◆ GIVEN REQUEST:
How many lines in the entries below contain the word "shadow"? Reply with the number alone.

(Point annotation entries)
········

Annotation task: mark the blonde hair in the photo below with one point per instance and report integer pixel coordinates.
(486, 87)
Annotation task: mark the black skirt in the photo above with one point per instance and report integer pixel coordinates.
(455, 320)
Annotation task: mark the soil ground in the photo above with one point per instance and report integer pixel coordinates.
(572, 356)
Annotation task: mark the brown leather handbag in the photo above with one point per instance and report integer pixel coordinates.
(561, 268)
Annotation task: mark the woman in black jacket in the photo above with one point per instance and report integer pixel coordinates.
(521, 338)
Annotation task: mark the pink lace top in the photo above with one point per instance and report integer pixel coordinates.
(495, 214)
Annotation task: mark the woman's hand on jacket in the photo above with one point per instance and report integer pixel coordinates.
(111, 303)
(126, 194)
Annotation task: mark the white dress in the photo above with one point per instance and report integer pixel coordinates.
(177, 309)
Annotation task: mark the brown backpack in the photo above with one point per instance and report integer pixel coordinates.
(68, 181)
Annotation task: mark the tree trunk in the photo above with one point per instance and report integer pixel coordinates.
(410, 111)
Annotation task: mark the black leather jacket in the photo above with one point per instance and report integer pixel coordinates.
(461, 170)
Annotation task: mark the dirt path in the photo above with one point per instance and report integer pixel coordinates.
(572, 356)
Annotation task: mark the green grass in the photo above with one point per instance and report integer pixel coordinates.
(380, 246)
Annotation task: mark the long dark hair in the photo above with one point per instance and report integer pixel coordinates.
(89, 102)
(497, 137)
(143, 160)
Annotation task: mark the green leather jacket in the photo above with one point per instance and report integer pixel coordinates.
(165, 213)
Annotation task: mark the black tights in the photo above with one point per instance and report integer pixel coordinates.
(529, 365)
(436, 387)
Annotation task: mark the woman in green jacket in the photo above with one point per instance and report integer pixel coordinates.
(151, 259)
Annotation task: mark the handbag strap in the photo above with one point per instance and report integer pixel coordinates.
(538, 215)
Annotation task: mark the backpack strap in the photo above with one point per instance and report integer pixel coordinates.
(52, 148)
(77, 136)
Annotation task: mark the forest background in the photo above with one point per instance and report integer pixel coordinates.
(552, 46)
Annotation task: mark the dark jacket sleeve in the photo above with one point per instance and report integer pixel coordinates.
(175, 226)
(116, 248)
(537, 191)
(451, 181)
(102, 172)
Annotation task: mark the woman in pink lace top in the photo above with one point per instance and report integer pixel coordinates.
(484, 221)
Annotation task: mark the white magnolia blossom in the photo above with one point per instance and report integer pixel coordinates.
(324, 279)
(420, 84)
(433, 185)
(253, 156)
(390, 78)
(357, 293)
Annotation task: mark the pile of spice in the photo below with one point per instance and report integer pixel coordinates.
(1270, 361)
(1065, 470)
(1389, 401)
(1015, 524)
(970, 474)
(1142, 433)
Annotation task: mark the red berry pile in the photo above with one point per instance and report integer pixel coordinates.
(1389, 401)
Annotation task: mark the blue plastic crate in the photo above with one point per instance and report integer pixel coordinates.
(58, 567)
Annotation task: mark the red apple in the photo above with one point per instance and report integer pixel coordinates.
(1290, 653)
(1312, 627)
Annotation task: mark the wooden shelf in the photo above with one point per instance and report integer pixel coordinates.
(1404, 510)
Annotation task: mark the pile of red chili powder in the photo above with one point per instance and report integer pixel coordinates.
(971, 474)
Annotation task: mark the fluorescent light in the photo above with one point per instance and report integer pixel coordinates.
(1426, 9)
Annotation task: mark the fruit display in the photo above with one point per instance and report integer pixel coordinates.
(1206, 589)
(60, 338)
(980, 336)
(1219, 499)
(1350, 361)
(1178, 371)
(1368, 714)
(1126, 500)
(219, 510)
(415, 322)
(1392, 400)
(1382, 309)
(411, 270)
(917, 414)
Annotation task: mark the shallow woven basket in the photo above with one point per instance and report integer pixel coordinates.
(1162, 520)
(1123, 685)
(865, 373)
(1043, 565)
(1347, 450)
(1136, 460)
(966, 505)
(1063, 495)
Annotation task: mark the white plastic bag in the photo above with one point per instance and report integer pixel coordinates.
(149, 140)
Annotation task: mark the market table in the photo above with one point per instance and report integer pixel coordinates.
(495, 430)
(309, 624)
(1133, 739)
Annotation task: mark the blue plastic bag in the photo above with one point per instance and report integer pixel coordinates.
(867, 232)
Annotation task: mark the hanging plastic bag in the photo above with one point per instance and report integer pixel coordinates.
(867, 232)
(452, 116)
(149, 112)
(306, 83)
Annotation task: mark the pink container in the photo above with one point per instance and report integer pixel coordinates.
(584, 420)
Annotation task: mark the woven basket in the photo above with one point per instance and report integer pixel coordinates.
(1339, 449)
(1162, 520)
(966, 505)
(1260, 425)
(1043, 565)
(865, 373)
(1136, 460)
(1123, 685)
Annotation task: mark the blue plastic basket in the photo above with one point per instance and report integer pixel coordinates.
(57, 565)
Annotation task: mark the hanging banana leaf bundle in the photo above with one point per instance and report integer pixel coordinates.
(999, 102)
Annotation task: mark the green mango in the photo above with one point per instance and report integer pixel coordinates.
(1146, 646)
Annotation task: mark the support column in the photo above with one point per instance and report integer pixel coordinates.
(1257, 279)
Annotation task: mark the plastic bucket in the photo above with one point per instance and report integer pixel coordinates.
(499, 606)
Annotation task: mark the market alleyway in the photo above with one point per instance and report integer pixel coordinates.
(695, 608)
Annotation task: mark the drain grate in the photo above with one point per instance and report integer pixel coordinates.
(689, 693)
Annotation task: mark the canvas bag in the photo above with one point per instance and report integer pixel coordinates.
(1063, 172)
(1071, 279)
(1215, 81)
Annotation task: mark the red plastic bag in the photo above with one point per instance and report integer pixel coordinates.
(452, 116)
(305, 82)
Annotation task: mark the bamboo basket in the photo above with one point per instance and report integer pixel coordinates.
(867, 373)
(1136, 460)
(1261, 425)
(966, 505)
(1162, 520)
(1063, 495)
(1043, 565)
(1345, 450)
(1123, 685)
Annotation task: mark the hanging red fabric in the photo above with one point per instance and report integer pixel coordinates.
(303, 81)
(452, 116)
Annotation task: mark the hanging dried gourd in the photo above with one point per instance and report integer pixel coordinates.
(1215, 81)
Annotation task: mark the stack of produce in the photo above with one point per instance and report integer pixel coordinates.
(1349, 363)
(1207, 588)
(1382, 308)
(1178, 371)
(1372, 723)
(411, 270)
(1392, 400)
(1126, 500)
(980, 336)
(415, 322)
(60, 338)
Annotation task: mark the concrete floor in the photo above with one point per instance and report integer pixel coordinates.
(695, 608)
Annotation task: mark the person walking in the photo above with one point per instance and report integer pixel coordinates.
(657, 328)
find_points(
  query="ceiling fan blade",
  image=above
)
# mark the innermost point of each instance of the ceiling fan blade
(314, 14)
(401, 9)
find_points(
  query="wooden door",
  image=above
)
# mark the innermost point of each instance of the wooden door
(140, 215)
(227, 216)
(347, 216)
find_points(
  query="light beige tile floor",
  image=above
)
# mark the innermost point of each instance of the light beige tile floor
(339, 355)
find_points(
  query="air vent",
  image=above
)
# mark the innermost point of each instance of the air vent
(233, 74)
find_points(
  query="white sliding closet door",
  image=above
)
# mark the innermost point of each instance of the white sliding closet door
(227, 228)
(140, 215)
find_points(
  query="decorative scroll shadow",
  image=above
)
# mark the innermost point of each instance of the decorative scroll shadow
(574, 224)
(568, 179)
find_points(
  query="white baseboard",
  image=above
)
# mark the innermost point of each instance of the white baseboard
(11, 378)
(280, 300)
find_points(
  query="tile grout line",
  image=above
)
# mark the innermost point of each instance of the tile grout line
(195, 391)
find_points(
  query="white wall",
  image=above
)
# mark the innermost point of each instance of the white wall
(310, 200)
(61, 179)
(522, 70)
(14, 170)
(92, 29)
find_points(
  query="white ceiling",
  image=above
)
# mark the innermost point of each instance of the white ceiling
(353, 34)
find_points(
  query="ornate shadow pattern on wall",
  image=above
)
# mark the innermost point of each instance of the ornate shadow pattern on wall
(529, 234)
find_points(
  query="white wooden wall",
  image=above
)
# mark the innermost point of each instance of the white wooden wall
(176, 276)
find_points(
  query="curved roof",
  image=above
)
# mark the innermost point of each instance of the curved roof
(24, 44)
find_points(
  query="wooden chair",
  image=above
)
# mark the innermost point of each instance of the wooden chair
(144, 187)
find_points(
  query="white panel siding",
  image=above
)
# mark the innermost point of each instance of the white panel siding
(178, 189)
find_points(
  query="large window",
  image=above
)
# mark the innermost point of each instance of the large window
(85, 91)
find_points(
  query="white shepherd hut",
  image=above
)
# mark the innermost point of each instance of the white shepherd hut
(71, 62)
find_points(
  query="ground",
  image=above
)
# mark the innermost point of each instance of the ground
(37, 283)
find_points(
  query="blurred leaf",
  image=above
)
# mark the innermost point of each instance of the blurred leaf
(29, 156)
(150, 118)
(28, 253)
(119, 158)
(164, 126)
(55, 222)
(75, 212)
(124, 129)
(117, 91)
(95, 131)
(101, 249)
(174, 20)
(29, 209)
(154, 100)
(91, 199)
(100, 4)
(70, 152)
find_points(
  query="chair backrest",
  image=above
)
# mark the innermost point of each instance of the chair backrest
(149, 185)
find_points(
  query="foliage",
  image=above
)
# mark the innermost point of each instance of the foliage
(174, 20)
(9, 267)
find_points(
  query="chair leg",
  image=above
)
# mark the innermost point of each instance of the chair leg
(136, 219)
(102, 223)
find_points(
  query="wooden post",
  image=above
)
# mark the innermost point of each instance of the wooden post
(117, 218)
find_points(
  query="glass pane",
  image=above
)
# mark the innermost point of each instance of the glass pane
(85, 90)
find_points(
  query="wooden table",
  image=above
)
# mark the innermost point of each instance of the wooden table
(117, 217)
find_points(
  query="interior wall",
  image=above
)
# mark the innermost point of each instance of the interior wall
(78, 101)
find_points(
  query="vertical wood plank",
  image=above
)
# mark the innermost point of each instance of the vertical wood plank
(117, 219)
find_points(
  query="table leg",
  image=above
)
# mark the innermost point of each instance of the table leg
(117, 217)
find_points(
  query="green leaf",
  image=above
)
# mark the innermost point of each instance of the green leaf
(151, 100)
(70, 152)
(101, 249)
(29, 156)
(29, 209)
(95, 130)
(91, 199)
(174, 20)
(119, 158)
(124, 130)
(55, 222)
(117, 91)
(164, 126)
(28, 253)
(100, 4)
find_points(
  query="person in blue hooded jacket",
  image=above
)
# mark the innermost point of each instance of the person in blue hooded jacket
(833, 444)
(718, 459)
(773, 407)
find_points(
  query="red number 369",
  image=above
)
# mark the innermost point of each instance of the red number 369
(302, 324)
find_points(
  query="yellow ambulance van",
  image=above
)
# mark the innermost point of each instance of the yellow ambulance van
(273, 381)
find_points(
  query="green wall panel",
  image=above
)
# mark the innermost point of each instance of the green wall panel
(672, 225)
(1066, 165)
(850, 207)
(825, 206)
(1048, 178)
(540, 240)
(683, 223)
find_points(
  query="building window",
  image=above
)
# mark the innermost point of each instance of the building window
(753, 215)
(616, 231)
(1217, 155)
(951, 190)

········

◆ SOLUTION FOR THIS PROBLEM:
4